INFORMATION GIVEN>
* * * * * * *

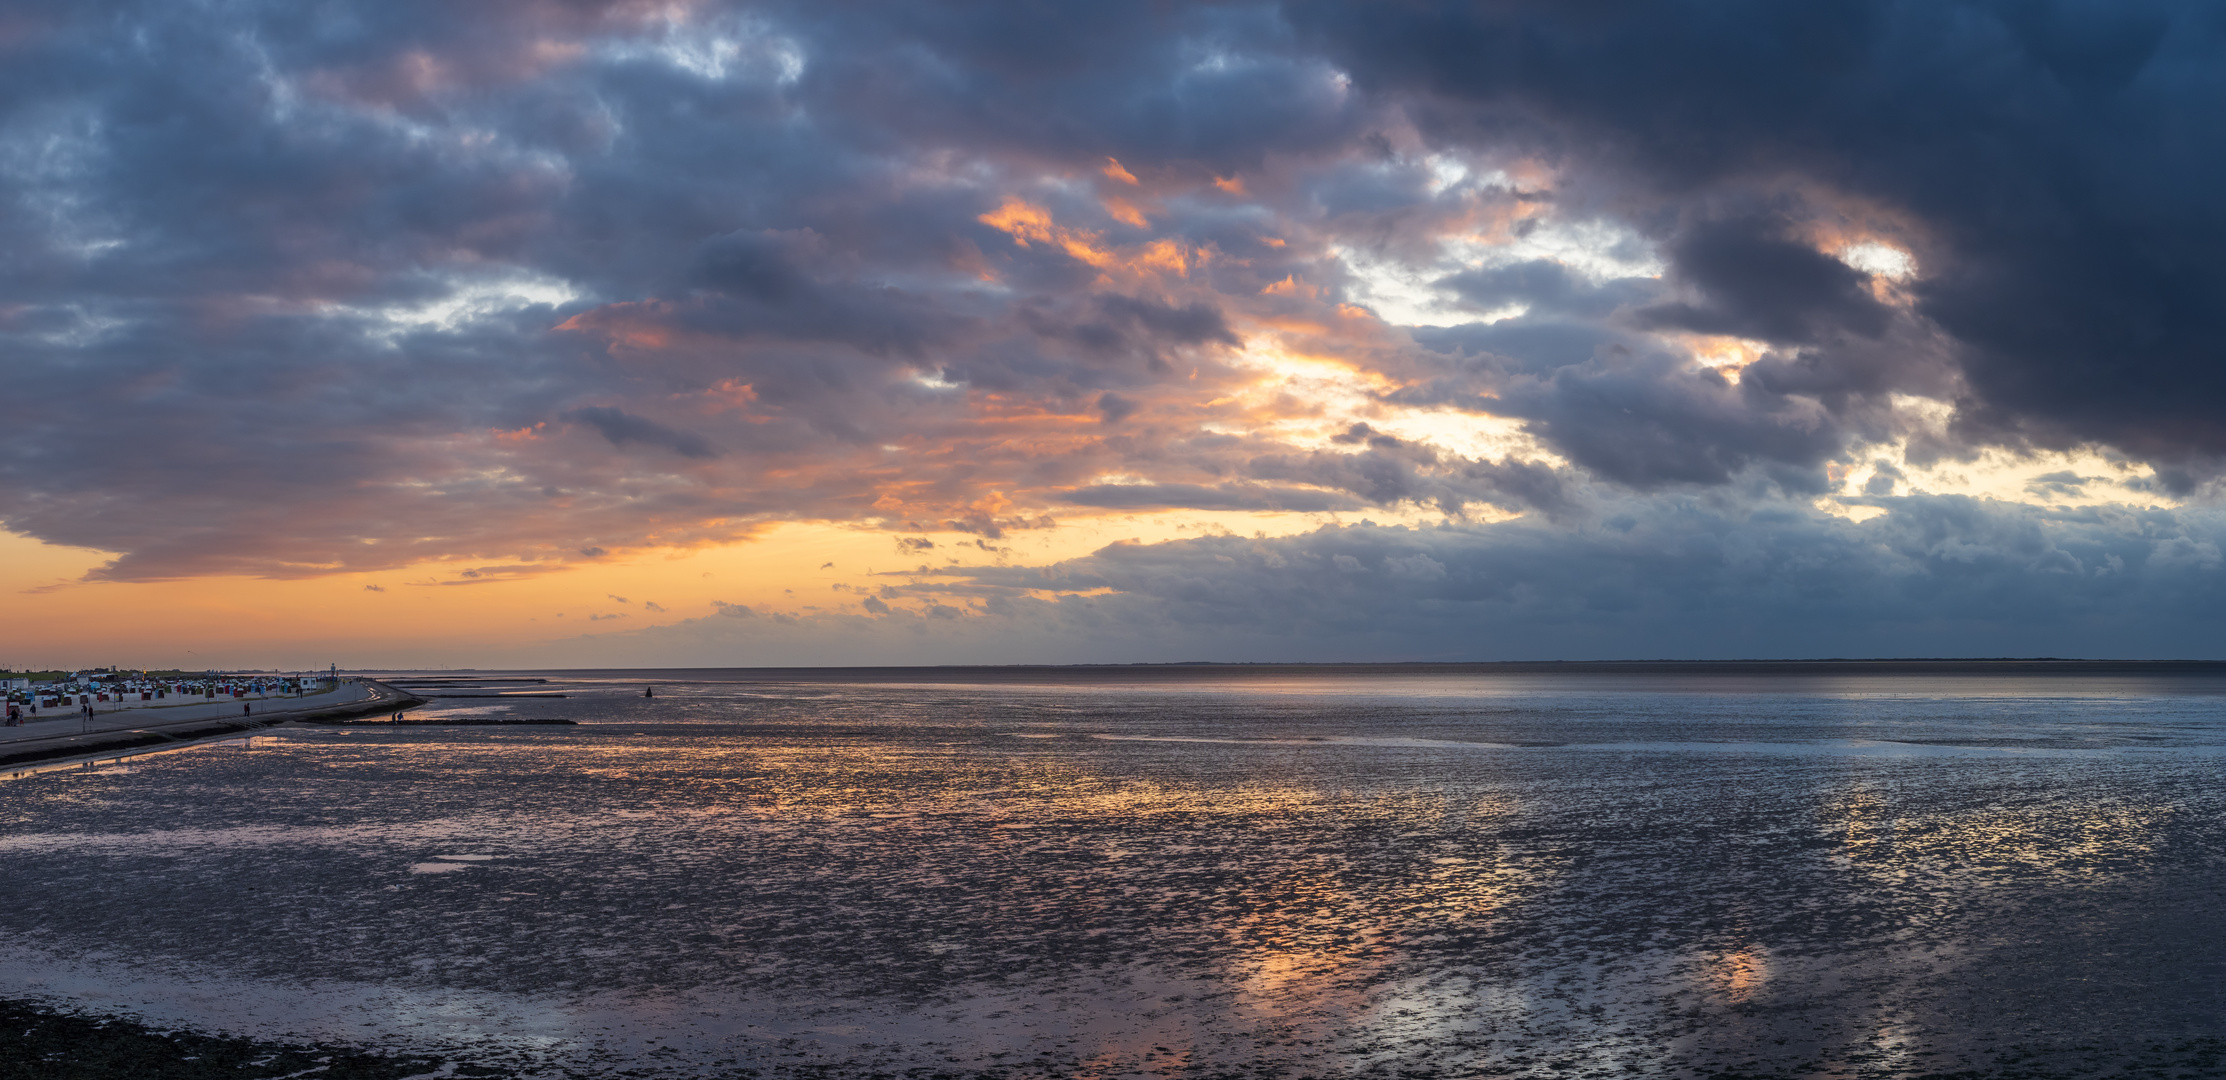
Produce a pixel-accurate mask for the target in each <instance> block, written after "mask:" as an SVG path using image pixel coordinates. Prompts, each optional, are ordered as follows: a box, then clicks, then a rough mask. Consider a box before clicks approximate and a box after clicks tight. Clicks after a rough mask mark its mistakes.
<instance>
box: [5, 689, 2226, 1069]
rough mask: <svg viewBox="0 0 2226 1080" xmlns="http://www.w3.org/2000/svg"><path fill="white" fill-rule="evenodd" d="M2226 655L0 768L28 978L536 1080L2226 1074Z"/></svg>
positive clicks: (21, 953) (38, 994) (815, 698)
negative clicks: (597, 1079)
mask: <svg viewBox="0 0 2226 1080" xmlns="http://www.w3.org/2000/svg"><path fill="white" fill-rule="evenodd" d="M552 688H556V686H554V684H552ZM2219 690H2222V686H2217V681H2206V679H2195V681H2186V679H2179V681H2170V679H2168V681H2139V679H2135V681H2126V679H2112V681H2084V684H2048V686H2046V688H2035V686H2030V684H2019V681H2015V679H2010V681H2003V679H1961V681H1919V684H1912V681H1905V679H1892V677H1874V679H1852V681H1850V679H1836V681H1801V684H1787V681H1761V684H1754V681H1747V684H1739V681H1721V679H1716V681H1698V684H1696V681H1690V679H1687V681H1676V679H1670V681H1663V679H1652V677H1627V679H1621V681H1612V684H1603V681H1596V679H1594V681H1583V679H1578V681H1574V684H1572V681H1554V679H1514V681H1509V679H1491V677H1478V679H1471V681H1465V684H1462V681H1445V679H1438V681H1429V684H1427V686H1422V684H1416V681H1414V679H1398V677H1378V679H1351V677H1345V679H1340V677H1324V679H1287V681H1282V684H1273V686H1200V684H1195V681H1186V684H1180V686H1178V684H1162V686H1135V684H1122V686H890V684H870V686H868V684H850V686H839V684H826V681H817V684H804V681H795V684H775V686H768V684H761V681H728V684H697V686H688V684H661V686H659V697H657V699H652V701H643V699H641V697H639V693H641V686H639V679H630V684H608V686H599V684H590V681H574V684H568V686H565V693H570V695H572V697H570V699H565V701H519V704H492V701H490V704H461V701H459V704H452V706H454V708H459V710H483V713H496V710H532V713H534V715H543V713H554V710H559V708H561V710H563V713H561V715H568V717H572V719H581V721H583V724H581V726H579V728H552V730H516V728H510V730H492V728H476V730H467V728H452V730H365V728H338V730H298V733H287V735H283V737H278V739H258V746H256V748H252V750H249V748H238V746H214V748H207V750H194V753H180V755H169V757H165V759H160V762H154V764H142V766H131V768H127V770H96V773H78V775H67V777H38V779H33V782H24V784H13V786H7V788H0V799H4V802H0V806H4V813H7V819H4V826H7V831H4V833H0V864H4V868H7V875H4V877H0V929H4V931H9V937H7V942H9V944H0V995H16V998H22V995H33V998H42V1000H51V1002H65V1004H71V1007H80V1009H93V1011H107V1013H136V1015H142V1018H149V1020H151V1022H162V1024H171V1022H176V1024H191V1027H200V1029H209V1031H229V1033H243V1035H254V1038H265V1040H298V1042H327V1044H329V1042H349V1044H361V1047H367V1049H374V1051H381V1053H432V1056H441V1058H445V1060H452V1062H479V1064H492V1067H501V1069H510V1071H516V1073H519V1076H572V1073H577V1076H614V1073H619V1071H630V1076H743V1073H741V1071H743V1069H748V1071H755V1073H759V1076H790V1073H815V1076H899V1073H919V1076H930V1073H959V1076H977V1073H982V1076H1585V1073H1592V1076H1957V1073H1961V1076H2084V1073H2088V1071H2090V1069H2101V1071H2108V1073H2121V1071H2128V1069H2130V1071H2135V1073H2144V1071H2150V1073H2155V1076H2219V1035H2222V1027H2226V1024H2222V1015H2226V998H2222V993H2226V991H2222V982H2219V973H2222V971H2226V915H2222V911H2219V906H2217V895H2219V893H2222V886H2226V817H2222V811H2226V793H2222V788H2219V784H2217V782H2219V768H2222V762H2226V757H2222V755H2226V717H2222V701H2226V697H2222V693H2219ZM512 715H516V713H512ZM118 926H129V931H131V933H129V949H125V946H120V942H122V937H118V933H116V929H118Z"/></svg>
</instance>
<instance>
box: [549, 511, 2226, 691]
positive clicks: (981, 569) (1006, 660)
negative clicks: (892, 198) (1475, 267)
mask: <svg viewBox="0 0 2226 1080" xmlns="http://www.w3.org/2000/svg"><path fill="white" fill-rule="evenodd" d="M1877 505H1881V508H1885V510H1888V514H1885V517H1877V519H1872V521H1863V523H1852V521H1845V519H1836V517H1823V514H1814V512H1796V510H1787V508H1783V505H1779V503H1747V501H1739V499H1632V501H1623V503H1621V505H1609V508H1603V510H1605V512H1603V517H1600V521H1596V523H1592V526H1587V528H1578V530H1569V528H1556V526H1549V523H1540V521H1529V519H1525V521H1505V523H1496V526H1438V528H1420V530H1416V528H1400V526H1369V523H1360V526H1342V528H1322V530H1316V532H1309V534H1300V537H1280V539H1244V537H1202V539H1189V541H1173V543H1115V546H1111V548H1104V550H1100V552H1095V554H1089V557H1084V559H1071V561H1064V563H1055V566H1048V568H1026V566H1008V568H1004V566H999V568H991V566H973V568H946V570H939V572H924V575H913V581H910V583H908V586H904V588H895V590H888V592H886V595H888V597H890V599H899V597H902V601H904V603H908V606H902V608H899V606H893V603H886V601H873V603H866V606H864V610H868V612H870V615H875V617H881V619H888V621H886V624H877V626H861V621H864V617H857V615H819V617H808V619H799V621H797V624H795V626H788V628H781V630H779V632H768V630H766V628H755V630H752V628H739V626H735V624H730V621H723V619H695V621H688V624H679V626H670V628H659V630H648V632H641V635H619V637H597V639H588V641H581V644H579V648H581V652H577V657H579V659H585V657H610V655H632V657H641V659H643V661H652V659H659V661H670V659H672V657H732V655H748V657H752V661H757V664H806V661H810V657H812V655H815V652H817V650H826V648H833V646H837V644H839V646H841V648H846V650H850V655H857V657H861V661H886V664H906V661H910V664H935V661H964V659H971V657H999V659H1004V661H1053V664H1055V661H1173V659H1222V661H1244V659H1331V661H1340V659H1342V661H1349V659H1618V657H1621V659H1627V657H1649V659H1736V657H1908V655H1970V652H1972V644H1974V641H1983V644H1986V648H1990V650H1999V652H2001V655H2057V657H2213V655H2217V652H2219V650H2222V648H2226V635H2222V630H2219V626H2217V619H2213V610H2215V608H2217V603H2222V601H2226V577H2222V575H2219V568H2222V554H2219V546H2222V541H2226V521H2222V519H2219V514H2217V512H2186V510H2177V512H2173V510H2146V512H2130V510H2112V508H2090V510H2043V508H2030V505H2017V503H1999V501H1983V499H1963V497H1919V499H1879V501H1877ZM935 597H942V599H944V606H946V608H953V610H959V608H957V606H959V603H964V606H966V610H964V617H959V619H953V621H951V626H946V628H939V630H937V632H935V635H933V637H922V635H919V632H917V628H919V626H922V621H924V619H926V610H924V606H926V603H930V601H933V599H935ZM735 650H741V652H735ZM706 661H708V659H706Z"/></svg>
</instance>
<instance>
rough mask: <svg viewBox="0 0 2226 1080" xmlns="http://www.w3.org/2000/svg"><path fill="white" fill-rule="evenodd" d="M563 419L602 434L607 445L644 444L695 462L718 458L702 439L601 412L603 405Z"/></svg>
mask: <svg viewBox="0 0 2226 1080" xmlns="http://www.w3.org/2000/svg"><path fill="white" fill-rule="evenodd" d="M565 419H570V421H577V423H585V425H590V428H594V430H597V432H601V434H603V439H610V445H626V443H646V445H657V448H666V450H672V452H674V454H679V456H695V459H706V456H719V452H717V450H712V448H710V443H708V441H703V436H699V434H690V432H677V430H672V428H666V425H661V423H657V421H648V419H641V416H628V414H626V410H617V408H605V405H592V408H581V410H572V412H568V414H565Z"/></svg>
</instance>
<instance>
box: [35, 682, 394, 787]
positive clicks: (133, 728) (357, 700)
mask: <svg viewBox="0 0 2226 1080" xmlns="http://www.w3.org/2000/svg"><path fill="white" fill-rule="evenodd" d="M356 686H361V688H365V690H370V695H367V697H356V699H349V701H323V704H312V701H301V704H298V706H296V708H285V706H287V699H283V697H278V699H263V701H252V704H256V706H267V708H269V710H267V713H256V715H240V717H198V719H171V721H162V719H154V721H149V724H131V726H116V728H105V730H89V733H87V730H73V733H67V735H65V733H56V735H40V733H36V730H22V728H0V733H4V735H13V737H9V739H4V742H0V777H4V770H7V768H9V766H51V764H67V762H78V759H87V762H89V759H98V757H109V755H120V753H131V750H149V748H160V746H185V744H194V742H207V739H223V737H236V735H254V733H258V730H267V728H276V726H280V724H338V721H347V719H354V717H374V715H387V713H398V710H403V708H416V706H423V704H425V699H423V697H418V695H412V693H407V690H396V688H392V686H387V684H381V681H372V679H356ZM98 719H100V721H114V719H120V717H118V715H114V713H111V715H105V717H98ZM60 724H69V721H60Z"/></svg>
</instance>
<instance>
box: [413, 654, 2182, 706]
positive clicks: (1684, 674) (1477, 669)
mask: <svg viewBox="0 0 2226 1080" xmlns="http://www.w3.org/2000/svg"><path fill="white" fill-rule="evenodd" d="M487 672H492V668H481V670H479V672H474V675H479V677H485V679H492V675H487ZM396 675H401V672H396ZM521 675H523V670H521ZM530 675H536V677H559V679H563V677H570V679H612V681H659V679H666V681H692V679H710V681H926V684H944V681H1124V679H1135V681H1169V679H1200V681H1206V679H1291V677H1338V675H1438V677H1449V675H2226V659H2061V657H1885V659H1511V661H1465V664H1447V661H1411V664H1405V661H1400V664H1215V661H1184V664H1002V666H991V664H966V666H957V664H953V666H917V668H897V666H879V668H532V670H530ZM390 681H396V684H403V681H407V675H403V677H396V679H390ZM490 697H492V695H490ZM512 697H525V695H512Z"/></svg>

* * * * * * *

EXERCISE BRIEF> Format the items above, from their start through the line containing "positive clicks: (21, 953)", as a numbered list with blank lines omitted. Leave the pictures out of the list.

SOLUTION TO THIS EXERCISE>
1. Produce a pixel-accurate mask for the target in each <instance> block, written after "mask:" as an SVG path using image pixel coordinates. Prompts, each optional, are ordered as follows: a box, then clicks, then a rough mask. Consider a box before clicks approximate and a box after clicks tight. Clicks after a rough mask mark its mistakes.
2. <instance>
3. box: [5, 689, 2226, 1069]
4. rough mask: <svg viewBox="0 0 2226 1080" xmlns="http://www.w3.org/2000/svg"><path fill="white" fill-rule="evenodd" d="M2226 655L0 768L28 978L536 1080L2226 1074Z"/></svg>
5. positive clicks: (21, 953) (38, 994) (815, 698)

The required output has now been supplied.